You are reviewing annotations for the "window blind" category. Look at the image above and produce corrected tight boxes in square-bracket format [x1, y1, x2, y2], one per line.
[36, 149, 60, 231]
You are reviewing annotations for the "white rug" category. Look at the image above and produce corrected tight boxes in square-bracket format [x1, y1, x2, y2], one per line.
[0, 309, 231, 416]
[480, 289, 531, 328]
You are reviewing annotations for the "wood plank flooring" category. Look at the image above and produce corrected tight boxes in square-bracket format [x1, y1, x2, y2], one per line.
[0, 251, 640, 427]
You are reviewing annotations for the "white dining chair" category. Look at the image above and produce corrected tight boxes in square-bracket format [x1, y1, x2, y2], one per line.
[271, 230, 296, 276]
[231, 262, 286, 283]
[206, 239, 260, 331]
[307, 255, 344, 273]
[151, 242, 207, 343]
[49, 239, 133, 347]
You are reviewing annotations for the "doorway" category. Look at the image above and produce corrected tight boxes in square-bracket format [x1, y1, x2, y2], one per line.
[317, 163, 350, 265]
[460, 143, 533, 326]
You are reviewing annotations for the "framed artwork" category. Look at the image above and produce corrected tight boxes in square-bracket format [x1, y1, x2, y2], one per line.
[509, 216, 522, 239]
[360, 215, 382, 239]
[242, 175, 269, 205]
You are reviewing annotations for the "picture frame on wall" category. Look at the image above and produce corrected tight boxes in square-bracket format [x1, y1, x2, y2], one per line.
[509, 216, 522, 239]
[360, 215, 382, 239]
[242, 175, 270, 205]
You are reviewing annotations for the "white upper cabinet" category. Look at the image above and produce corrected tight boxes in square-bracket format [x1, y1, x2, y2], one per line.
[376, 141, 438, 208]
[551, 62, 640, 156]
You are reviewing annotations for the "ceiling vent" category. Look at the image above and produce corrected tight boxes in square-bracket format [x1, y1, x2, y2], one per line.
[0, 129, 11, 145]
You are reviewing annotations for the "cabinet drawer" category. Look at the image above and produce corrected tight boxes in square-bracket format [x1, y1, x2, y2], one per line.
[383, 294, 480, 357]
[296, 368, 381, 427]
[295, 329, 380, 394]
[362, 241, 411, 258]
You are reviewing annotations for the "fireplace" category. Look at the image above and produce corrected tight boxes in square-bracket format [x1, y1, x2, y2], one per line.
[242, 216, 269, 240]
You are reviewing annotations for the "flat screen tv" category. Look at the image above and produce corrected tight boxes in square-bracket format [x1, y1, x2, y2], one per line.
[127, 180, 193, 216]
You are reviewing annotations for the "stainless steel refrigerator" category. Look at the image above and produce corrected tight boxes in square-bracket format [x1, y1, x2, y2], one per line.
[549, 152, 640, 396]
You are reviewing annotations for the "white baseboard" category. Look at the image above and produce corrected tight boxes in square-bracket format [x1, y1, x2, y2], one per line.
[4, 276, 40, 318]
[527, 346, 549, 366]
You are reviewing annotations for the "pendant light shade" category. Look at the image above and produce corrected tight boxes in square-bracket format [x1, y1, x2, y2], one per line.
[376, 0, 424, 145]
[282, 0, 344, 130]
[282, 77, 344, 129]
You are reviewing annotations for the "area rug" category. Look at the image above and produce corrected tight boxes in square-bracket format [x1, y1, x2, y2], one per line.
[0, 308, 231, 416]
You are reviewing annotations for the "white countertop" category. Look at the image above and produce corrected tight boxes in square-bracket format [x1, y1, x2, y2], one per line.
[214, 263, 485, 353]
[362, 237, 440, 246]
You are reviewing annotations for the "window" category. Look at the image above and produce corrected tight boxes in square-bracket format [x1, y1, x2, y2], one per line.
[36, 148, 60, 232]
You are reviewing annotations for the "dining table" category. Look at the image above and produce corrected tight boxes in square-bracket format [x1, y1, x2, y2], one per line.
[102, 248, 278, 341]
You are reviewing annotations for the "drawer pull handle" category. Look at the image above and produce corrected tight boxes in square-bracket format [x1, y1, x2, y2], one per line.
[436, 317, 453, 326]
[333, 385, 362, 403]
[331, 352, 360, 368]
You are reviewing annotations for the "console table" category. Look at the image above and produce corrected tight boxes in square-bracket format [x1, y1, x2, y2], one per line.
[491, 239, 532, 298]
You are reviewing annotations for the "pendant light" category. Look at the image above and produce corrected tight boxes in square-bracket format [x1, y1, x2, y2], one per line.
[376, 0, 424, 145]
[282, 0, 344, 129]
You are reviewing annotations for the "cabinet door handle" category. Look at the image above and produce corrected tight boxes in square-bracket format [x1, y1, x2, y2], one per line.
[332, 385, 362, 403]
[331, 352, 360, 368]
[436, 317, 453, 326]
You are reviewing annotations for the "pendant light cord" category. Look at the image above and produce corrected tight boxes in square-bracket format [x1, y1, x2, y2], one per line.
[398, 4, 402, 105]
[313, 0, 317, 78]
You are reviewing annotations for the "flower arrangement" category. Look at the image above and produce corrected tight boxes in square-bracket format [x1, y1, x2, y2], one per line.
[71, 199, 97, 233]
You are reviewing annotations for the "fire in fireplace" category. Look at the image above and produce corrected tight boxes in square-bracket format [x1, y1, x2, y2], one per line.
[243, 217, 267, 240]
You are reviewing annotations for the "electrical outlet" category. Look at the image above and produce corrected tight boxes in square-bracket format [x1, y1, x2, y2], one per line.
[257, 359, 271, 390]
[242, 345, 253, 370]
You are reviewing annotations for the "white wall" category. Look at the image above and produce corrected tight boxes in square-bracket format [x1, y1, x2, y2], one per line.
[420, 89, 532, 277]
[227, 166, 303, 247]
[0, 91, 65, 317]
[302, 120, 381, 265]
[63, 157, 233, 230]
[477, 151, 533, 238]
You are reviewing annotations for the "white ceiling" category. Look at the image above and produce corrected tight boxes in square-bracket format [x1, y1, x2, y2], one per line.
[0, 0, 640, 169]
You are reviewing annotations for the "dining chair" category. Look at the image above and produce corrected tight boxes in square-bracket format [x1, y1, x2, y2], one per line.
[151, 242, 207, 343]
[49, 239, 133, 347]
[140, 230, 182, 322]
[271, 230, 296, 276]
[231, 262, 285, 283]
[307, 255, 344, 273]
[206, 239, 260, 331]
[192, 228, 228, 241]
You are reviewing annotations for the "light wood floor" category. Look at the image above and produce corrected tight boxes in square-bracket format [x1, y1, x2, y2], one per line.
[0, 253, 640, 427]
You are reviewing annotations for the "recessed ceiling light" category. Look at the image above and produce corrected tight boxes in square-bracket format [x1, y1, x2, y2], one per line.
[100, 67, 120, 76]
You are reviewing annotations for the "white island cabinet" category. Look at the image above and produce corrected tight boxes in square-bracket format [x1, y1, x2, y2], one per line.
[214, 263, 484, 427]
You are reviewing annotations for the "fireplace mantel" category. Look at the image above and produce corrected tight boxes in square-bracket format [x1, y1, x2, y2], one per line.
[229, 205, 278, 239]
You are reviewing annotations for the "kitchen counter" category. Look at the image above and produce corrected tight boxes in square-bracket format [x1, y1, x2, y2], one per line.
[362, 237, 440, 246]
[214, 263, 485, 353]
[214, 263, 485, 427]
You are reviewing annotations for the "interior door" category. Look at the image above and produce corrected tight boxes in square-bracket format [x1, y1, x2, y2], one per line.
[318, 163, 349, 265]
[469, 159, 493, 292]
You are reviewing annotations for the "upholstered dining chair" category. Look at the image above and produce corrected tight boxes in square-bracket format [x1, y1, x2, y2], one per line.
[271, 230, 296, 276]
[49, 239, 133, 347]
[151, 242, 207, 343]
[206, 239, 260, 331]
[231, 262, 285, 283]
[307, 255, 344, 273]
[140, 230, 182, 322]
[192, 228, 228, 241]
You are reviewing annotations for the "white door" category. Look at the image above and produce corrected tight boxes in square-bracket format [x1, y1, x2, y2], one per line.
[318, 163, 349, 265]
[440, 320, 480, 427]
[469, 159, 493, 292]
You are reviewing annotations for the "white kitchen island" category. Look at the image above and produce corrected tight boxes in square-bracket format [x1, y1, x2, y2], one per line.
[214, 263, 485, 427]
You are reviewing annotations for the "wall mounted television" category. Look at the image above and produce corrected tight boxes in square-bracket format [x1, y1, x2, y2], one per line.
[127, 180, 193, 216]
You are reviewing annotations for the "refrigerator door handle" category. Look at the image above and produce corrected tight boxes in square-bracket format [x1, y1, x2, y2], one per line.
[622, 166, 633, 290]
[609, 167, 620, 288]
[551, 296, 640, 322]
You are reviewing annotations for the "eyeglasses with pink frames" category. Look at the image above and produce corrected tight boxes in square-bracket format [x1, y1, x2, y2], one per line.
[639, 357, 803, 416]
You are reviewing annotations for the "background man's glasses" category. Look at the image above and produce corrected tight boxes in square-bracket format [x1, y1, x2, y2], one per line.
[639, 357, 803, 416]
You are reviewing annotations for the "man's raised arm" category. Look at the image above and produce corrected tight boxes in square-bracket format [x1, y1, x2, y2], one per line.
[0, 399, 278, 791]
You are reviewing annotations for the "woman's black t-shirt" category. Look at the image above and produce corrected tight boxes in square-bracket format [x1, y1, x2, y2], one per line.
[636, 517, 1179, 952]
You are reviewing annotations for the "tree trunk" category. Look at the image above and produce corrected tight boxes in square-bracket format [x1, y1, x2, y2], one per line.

◇ ◇ ◇ ◇ ◇

> _Aufgabe_
Zähle die Zeilen des Materials, in denen das Wort „kitchen“ vorkommt. Nenne nur die Anzahl.

> _Lösung_
2